═══ DATASET

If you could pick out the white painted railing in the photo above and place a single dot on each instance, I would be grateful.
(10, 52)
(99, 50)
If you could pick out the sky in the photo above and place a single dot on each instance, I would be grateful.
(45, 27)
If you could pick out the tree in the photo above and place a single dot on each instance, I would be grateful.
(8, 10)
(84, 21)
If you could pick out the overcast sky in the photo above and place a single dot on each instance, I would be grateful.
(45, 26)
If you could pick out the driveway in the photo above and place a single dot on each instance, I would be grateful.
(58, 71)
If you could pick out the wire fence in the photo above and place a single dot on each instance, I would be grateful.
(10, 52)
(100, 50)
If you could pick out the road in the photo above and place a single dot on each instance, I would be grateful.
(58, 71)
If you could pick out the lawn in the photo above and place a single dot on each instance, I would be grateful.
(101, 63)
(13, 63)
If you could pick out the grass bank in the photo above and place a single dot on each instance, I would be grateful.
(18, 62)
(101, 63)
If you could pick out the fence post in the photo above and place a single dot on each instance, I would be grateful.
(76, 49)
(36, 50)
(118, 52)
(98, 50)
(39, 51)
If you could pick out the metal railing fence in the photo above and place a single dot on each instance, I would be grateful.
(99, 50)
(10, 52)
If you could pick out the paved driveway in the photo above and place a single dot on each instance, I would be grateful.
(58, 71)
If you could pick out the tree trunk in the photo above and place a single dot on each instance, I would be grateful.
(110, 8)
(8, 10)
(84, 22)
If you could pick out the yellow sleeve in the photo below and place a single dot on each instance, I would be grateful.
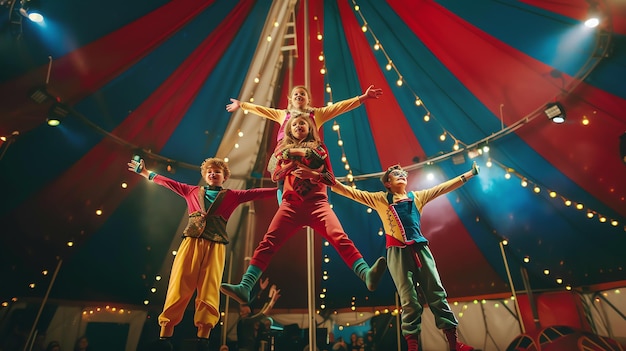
(270, 113)
(325, 114)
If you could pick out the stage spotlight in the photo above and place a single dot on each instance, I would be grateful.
(593, 18)
(39, 95)
(30, 10)
(555, 112)
(56, 114)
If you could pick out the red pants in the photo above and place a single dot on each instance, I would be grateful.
(291, 217)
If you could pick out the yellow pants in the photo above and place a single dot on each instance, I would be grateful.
(198, 265)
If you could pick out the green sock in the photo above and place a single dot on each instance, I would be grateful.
(253, 273)
(360, 268)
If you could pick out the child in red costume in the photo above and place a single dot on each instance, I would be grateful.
(304, 166)
(199, 262)
(300, 104)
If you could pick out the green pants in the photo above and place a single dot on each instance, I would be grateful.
(405, 273)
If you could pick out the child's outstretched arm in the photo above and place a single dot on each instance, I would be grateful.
(233, 106)
(138, 166)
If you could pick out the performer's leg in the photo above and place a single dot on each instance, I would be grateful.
(209, 278)
(283, 226)
(325, 221)
(183, 279)
(402, 267)
(436, 297)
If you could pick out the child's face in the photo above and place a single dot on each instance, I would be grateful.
(300, 128)
(396, 178)
(299, 98)
(214, 176)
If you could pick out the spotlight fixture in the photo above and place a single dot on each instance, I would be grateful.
(593, 18)
(39, 95)
(56, 114)
(555, 112)
(29, 10)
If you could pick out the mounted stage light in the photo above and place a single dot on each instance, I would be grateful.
(593, 18)
(622, 146)
(30, 10)
(40, 95)
(555, 112)
(56, 114)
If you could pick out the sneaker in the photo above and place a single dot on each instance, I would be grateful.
(375, 274)
(237, 292)
(462, 347)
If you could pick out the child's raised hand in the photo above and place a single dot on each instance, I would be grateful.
(136, 165)
(373, 93)
(233, 106)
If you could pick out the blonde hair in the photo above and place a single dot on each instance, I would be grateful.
(308, 94)
(213, 162)
(385, 177)
(312, 140)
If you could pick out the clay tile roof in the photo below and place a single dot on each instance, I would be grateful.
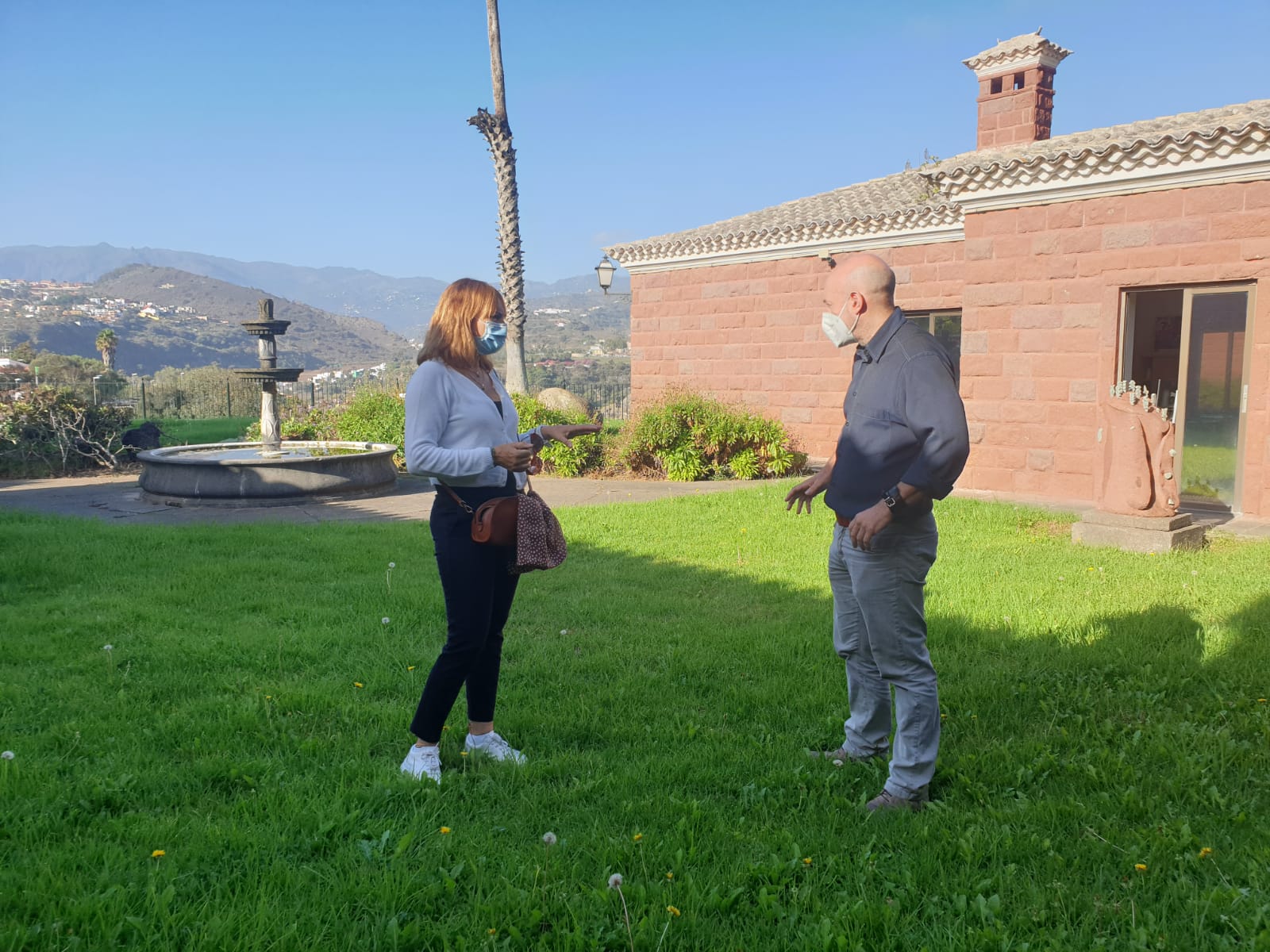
(905, 197)
(1022, 48)
(1149, 133)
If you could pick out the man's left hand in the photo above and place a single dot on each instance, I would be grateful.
(565, 432)
(869, 524)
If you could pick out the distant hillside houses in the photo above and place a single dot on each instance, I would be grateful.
(349, 374)
(44, 298)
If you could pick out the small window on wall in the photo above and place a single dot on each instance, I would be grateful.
(945, 327)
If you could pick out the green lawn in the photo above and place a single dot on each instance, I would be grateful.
(178, 432)
(1104, 780)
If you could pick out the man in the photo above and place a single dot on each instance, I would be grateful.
(903, 444)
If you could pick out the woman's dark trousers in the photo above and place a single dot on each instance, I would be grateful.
(479, 593)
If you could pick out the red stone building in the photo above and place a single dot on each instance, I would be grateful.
(1051, 268)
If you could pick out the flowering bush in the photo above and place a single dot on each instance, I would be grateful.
(375, 418)
(689, 437)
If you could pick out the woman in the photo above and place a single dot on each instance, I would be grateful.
(461, 431)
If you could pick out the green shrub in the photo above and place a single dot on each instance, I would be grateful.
(587, 452)
(375, 418)
(57, 433)
(302, 423)
(690, 437)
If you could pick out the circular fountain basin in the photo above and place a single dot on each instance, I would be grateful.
(245, 474)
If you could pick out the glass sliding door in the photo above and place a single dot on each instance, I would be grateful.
(1189, 346)
(1213, 395)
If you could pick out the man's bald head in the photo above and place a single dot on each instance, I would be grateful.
(868, 276)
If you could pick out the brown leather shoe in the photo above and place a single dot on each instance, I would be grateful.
(889, 801)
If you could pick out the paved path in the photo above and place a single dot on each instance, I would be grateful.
(118, 498)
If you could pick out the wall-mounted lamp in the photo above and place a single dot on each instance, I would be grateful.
(605, 271)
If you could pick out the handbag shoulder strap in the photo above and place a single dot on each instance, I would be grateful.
(456, 498)
(468, 508)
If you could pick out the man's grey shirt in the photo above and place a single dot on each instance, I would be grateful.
(905, 420)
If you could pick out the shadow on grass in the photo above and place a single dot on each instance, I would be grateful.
(253, 711)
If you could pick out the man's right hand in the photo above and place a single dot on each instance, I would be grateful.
(514, 457)
(806, 490)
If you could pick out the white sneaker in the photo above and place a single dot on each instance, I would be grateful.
(493, 747)
(423, 762)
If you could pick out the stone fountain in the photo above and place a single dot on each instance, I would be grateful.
(272, 470)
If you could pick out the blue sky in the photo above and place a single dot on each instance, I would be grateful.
(334, 133)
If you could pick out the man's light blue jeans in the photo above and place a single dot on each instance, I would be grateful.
(879, 628)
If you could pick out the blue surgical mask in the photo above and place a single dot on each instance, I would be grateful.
(837, 330)
(493, 340)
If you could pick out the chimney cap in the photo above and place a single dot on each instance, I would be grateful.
(1018, 52)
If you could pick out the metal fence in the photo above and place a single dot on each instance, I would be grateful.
(175, 397)
(206, 400)
(610, 400)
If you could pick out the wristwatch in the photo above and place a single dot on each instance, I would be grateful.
(895, 501)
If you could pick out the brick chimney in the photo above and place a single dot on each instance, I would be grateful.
(1016, 89)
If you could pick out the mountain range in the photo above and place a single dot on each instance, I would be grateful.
(207, 329)
(403, 305)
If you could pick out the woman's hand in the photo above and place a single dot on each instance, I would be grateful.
(565, 432)
(514, 456)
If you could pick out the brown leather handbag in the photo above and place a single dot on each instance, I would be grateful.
(493, 522)
(524, 522)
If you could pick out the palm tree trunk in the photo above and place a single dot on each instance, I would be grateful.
(511, 260)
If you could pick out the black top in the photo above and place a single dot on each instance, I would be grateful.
(905, 420)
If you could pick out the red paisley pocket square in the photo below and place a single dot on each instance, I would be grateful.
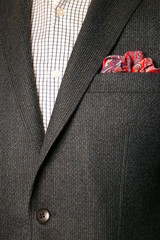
(132, 61)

══════

WHAT YOU NEED TO DO.
Copy out all the records exactly, excluding pictures.

EXERCISE RESPONSE.
If you could pick out the white painted railing in the photo above and place a single dot on each instance, I would be grateful.
(10, 52)
(99, 50)
If you could pick out the sky in the photo above and place a single dot on each instance, I would be grateful.
(45, 27)
If you could pick out the tree in the photo above and place a single dot on each instance, I would be grateful.
(8, 10)
(84, 21)
If you could pick out the overcast sky in the photo above and place a single dot on each instance, I would be grateful.
(45, 26)
If you could pick out the driveway in the photo above and place a single dot on each instance, I would be grateful.
(58, 71)
If you could pick out the wire fence in the photo above and place a single dot on each instance, I would be grateful.
(10, 52)
(100, 50)
If you could pick out the road in the photo above and place a single dot on each instance, I would be grateful.
(58, 71)
If you could pick out the lawn in the photo above and place a single dot on each instance, I would be grateful.
(101, 63)
(13, 63)
If you could pick out the grass bank in the photo above and place a single dot on each instance, I would be grateful.
(18, 62)
(101, 63)
If you could pick out the fence post in the photo above and place a single dot on each instance, I would be grateful.
(76, 49)
(36, 50)
(118, 52)
(98, 50)
(39, 51)
If you could pick out the metal railing fence in the photo above and place a single dot on each instance, I would be grateful.
(99, 50)
(10, 52)
If you could pick out the paved driveway in the photo above and place a single dot on each instance, I would be grateful.
(58, 71)
If you could pick out the tree trunk in the photo above and place a single dot on each instance, I would be grateful.
(110, 8)
(8, 10)
(84, 22)
If you could pick out the yellow sleeve in the photo below and place a single dot on each instance, I would be grateful.
(270, 113)
(325, 114)
If you could pick out the stage spotlight in the photo above and place a single dot on each instance, I would be grateful.
(593, 18)
(39, 95)
(30, 10)
(555, 112)
(56, 114)
If you could pick out the red pants in the photo above and place a single dot on each instance, I would be grateful.
(291, 217)
If you could pick out the yellow pants in the photo above and place a single dot on each instance, I would be grateful.
(198, 265)
If you could pick out the green sock in the photo above and place a single dot on each instance, I would be grateful.
(253, 273)
(360, 268)
If you could pick out the child in red costume in the photo above and place a single dot on each instance, I would be grateful.
(304, 166)
(199, 262)
(300, 104)
If you could pick out the green pants in the photo above and place a single dot on each instance, I would be grateful.
(405, 273)
If you could pick out the child's outstretched arm in the photo above and place a single dot on each instance, I would be grateful.
(233, 106)
(138, 166)
If you could pick out the performer's leg in the photo above and place a single dot on each instance, I would be grateful.
(209, 278)
(283, 226)
(325, 221)
(183, 279)
(402, 267)
(436, 297)
If you could pick out the child's face in the photo above and place a single dot on each instance, I would be grateful.
(300, 128)
(396, 178)
(299, 98)
(214, 176)
If you could pick out the spotlight fixture in the photo above and place a single dot on each instance, I would be grateful.
(593, 18)
(39, 95)
(56, 114)
(555, 112)
(29, 10)
If you could pick out the mounted stage light in the photo above and place a single dot on each instance, I would be grateful.
(593, 18)
(622, 146)
(30, 10)
(40, 95)
(555, 112)
(56, 114)
If you could pick out the sneaker in the photo above and place a single dot on each instance, I would be grateful.
(375, 274)
(237, 292)
(462, 347)
If you could pick out the child's raised hand in the photo above and place a single dot on each instance, I would be grateful.
(136, 165)
(373, 93)
(233, 106)
If you could pick out the blonde hair in the photo above and place a single dot on each instance, I would be grateful.
(308, 94)
(213, 162)
(385, 177)
(312, 140)
If you could pick out the clay tile roof in the photo below and place a single dot on each instance, I would be grateful.
(905, 197)
(1022, 48)
(1149, 133)
If you could pick out the man's left hand in the photo above and place a single dot on each instance, I would be grateful.
(565, 432)
(869, 524)
If you could pick out the distant hillside houses in the photo above and place a single dot on each instance, I would be grateful.
(349, 374)
(44, 298)
If you could pick out the small window on wall in the photo above and place a single dot on each instance, I would be grateful.
(945, 327)
If you could pick out the green lawn in the photo above and place a single dot on each instance, I would be grateful.
(178, 432)
(1104, 780)
If you could pick out the man in the photo above and place a single dot on each instance, I would be grateful.
(903, 444)
If you could pick out the woman's dark trousers in the photo above and place a single dot on each instance, I would be grateful.
(479, 593)
If you could pick out the red stone building in the photo above and place a single dot on each instance, I would be grateful.
(1051, 268)
If you could pick out the flowering bush in the photo above and place a single dot on each instance, I would be grateful.
(375, 418)
(689, 437)
If you could pick out the woman in the photo above and place a single dot on each instance, I would be grateful.
(461, 431)
If you could pick out the green shrub in the photo above and place a single dot on each instance, I would be grateful.
(587, 452)
(375, 418)
(57, 433)
(302, 423)
(690, 437)
If you could pick out the circular fountain basin in the photo above and place a single dot on each instance, I would be grateful.
(245, 474)
If you could pick out the glass sliding door in the photo above and place a single dot on each instance, I would be grateful.
(1189, 346)
(1213, 395)
If you could pick out the man's bald head in the photo above and place a single dot on each instance, I would be grateful.
(868, 276)
If you could pick out the brown leather shoe in the photo above and place a single dot on each instance, I would be grateful.
(889, 801)
If you could pick out the paved path in the photo above and place a single dot on each instance, I would be grateful.
(118, 498)
If you could pick out the wall-mounted lamp in the photo above and place a single dot on each instance, I would be grateful.
(605, 271)
If you could pick out the handbag shoulder strap in the photo above and place a single dot on each instance, I would be grateful.
(456, 498)
(468, 508)
If you could pick out the man's grey shirt in the photo above and place a single dot on each instance, I would be grateful.
(905, 420)
If you could pick out the shadow on grass in the photo above and place a single dot on each instance, I would be grateful.
(253, 711)
If you could pick out the man's right hand in the photo above and place a single dot on each instance, I would be grateful.
(514, 457)
(806, 490)
If you could pick out the white sneaker in the photo above and place a single dot on each instance, I would be grateful.
(493, 747)
(423, 762)
If you could pick out the stone fountain in the photo above and place a single dot on each instance, I would be grateful.
(272, 470)
If you could pick out the blue sky in the photo above and place a single dot on each instance, I would be grateful.
(334, 133)
If you could pick out the man's light blue jeans in the photo above and place a single dot on each instance, I would be grateful.
(879, 628)
If you could pick out the blue surgical mask in the photo above and place a single dot on each instance, I would be grateful.
(837, 330)
(493, 340)
If you could pick out the chimney cap in the photo above and place a single dot on each instance, I would be grateful.
(1018, 52)
If you could pick out the metal fence in the photo above and place a single dot on each instance, I would be grateful.
(175, 397)
(206, 400)
(610, 400)
If you could pick out the wristwatch in the photo above and place a single dot on each instance, I would be grateful.
(895, 501)
If you could pick out the brick chimney in the photo above and place a single dot on each instance, I would be grateful.
(1016, 89)
If you could pick out the mountain range in the photo above and place a single dot on each instance, I would be grateful.
(207, 329)
(403, 305)
If you could pick out the woman's hand in the photo above and place a single dot on each instance, I would be grateful.
(565, 432)
(514, 456)
If you could pick out the brown leather handbag in the photo above and place a single dot on each instance, I would be grateful.
(493, 522)
(524, 522)
If you could pick out the palm tree trunk in the photo above and place a single dot on each instance, I would be grateful.
(511, 260)
If you could pick out the black top in the photo above and place a single dot on each instance, I would be grateful.
(905, 420)
If you could pick out the red paisley pocket square in the photo below and place a single dot on each instance, I would be grateful.
(132, 61)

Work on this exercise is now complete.